### Passage to read
TGU and Thomas, Sayings 64 through 67

Saying 64

64 a Jesus said: A man entertained guests. When dinner was ready he sent a servant to invite his guests. The servant went to the first one and said, “My master invites you,” but he replied, “I have to collect money from some merchants, and they are due to arrive this evening. Therefore I have to do business with them, and I must be excused from the dinner.” The servant went to another and said, “My master invites you,” but he said, “I have just bought a house, and I have to spend a day there, so I cannot come. I must be excused.” He went to the next and said,  “My master invites you.” This one replied, “My friend is about to be married, and I must organize the dinner. I can’t come. I must be excused.” And he went and said to another, “My master invites you.” He replied, “I have just bought a village, and I have to go collect the rent. I can’t come and must be excused. The servant reported back to his master, “Those whom you invited to the dinner are unable to come” The master said, “Go to the roads outside and invite anybody you can find to the dinner.”

64 b Merchants and salesmen will not enter the places of my Father.

This is a familiar parable, and should be clear to you.

### Dataset
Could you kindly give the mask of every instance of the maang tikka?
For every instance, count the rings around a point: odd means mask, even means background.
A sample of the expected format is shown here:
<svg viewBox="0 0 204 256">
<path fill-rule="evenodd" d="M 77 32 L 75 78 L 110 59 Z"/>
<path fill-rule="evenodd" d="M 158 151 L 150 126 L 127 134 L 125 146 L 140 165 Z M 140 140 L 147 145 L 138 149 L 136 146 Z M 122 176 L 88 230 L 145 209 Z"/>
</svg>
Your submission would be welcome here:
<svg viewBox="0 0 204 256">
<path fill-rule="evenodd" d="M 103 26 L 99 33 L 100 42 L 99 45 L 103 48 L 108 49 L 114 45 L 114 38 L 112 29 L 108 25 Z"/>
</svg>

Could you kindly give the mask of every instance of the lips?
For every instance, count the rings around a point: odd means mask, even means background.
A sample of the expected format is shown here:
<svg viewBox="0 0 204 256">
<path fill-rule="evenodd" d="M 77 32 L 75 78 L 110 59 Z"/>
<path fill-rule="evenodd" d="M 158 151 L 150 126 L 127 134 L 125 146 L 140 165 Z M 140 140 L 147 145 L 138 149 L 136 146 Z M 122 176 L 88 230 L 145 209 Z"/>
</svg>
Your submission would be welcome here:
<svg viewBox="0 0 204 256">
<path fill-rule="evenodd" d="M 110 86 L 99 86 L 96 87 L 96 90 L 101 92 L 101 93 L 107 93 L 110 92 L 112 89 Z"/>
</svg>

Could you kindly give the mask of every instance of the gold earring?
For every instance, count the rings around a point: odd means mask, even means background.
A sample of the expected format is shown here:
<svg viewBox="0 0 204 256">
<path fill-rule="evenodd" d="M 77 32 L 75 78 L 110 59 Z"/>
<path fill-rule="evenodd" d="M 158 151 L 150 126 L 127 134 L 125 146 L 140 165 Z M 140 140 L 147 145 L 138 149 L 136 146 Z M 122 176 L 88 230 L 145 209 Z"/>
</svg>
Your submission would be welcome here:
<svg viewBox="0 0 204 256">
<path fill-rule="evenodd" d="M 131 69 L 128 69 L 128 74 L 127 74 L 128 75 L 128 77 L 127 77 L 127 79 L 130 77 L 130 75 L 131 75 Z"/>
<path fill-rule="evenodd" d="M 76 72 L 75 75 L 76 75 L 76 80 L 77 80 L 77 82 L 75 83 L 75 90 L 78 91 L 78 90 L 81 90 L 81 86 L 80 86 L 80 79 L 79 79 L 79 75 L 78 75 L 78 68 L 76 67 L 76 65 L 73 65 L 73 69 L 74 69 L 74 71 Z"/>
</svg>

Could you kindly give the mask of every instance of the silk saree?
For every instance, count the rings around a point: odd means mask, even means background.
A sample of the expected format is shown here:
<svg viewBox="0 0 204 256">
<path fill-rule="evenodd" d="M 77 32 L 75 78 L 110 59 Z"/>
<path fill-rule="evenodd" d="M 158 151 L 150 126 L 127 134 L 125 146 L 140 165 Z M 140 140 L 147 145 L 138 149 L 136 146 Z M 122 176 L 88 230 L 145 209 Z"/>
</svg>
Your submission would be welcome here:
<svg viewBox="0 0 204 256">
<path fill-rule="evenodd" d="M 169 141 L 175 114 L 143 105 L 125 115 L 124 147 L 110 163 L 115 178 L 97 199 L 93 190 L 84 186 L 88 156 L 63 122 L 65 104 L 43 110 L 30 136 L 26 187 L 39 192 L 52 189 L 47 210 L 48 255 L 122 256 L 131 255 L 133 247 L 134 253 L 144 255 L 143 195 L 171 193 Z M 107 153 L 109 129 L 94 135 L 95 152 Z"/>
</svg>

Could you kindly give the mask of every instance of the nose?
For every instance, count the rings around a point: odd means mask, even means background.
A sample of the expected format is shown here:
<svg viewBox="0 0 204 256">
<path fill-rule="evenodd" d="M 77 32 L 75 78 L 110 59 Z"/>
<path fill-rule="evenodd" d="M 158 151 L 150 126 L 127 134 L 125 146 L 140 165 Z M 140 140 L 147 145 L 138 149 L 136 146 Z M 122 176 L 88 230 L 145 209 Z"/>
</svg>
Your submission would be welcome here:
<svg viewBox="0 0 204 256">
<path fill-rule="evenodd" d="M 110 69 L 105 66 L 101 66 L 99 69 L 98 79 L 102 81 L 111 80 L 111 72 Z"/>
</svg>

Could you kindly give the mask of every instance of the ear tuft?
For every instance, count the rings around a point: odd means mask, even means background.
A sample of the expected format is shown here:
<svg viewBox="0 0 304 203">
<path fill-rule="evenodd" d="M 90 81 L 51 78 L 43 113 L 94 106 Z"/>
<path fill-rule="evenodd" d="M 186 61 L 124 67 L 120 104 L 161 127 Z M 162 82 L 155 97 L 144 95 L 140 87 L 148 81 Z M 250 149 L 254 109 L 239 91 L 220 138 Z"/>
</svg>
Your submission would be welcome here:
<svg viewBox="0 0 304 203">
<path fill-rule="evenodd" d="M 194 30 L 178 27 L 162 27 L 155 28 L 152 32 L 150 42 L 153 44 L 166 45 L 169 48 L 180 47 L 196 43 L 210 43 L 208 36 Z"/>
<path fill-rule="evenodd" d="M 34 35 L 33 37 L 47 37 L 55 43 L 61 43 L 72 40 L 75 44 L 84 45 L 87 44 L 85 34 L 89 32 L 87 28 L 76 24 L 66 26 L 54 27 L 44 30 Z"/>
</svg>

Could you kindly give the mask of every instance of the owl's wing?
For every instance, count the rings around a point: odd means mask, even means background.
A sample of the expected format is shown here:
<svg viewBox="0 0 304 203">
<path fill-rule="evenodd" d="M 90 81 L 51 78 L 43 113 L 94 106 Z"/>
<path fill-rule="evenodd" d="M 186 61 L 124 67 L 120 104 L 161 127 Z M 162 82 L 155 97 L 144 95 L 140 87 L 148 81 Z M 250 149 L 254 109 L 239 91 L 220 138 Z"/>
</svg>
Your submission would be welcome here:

### Problem details
Extend the commentary on sayings 64 through 67 of Thomas, picking up after its last sentence.

### Written answer
It is. The 3D world has a million cares and concerns, and if you let them come first, you can lose your chance.

Perhaps better to say, as long as you let them come first, for there is nothing irrevocable in the invitation, but yes. And it isn’t as if Jesus has anything against commerce; he is warning against taking the 3D world and its concerns as if it were the most important thing in life.

And I can see why this one couldn’t come first among the sayings. He could hardly start there, because as long as people think the 3D world is ultimate reality, they will be unable to make sense of the idea that it is a means and not an end.

That’s correct. Saying 65?


Saying 65

He said: A good man had a vineyard that he arranged for tenant farmers to take care of for him in return for a portion of the produce. He sent a servant to collect the grapes. Tenants seized the servant and beat him nearly to death. That servant reported back to his master, but his mater responded, “Perhaps they did not recognize him.” So he sent another servant; the tenants beat him too. Then the owner sent his own son, saying, “Perhaps they will show some respect for my son.” Since the tenants were aware that he would inherit the vineyard, the seized him and then killed him. He who has ears, let him hear.

Can you see that this is at once a continuation of advice for those who would try to awaken their fellows and advice merely on how to live one’s life after awakening? The tenants are concerned only with the tangible products of the land, and did not choose to recognize the rights of the owner. Their greed led them even to murder.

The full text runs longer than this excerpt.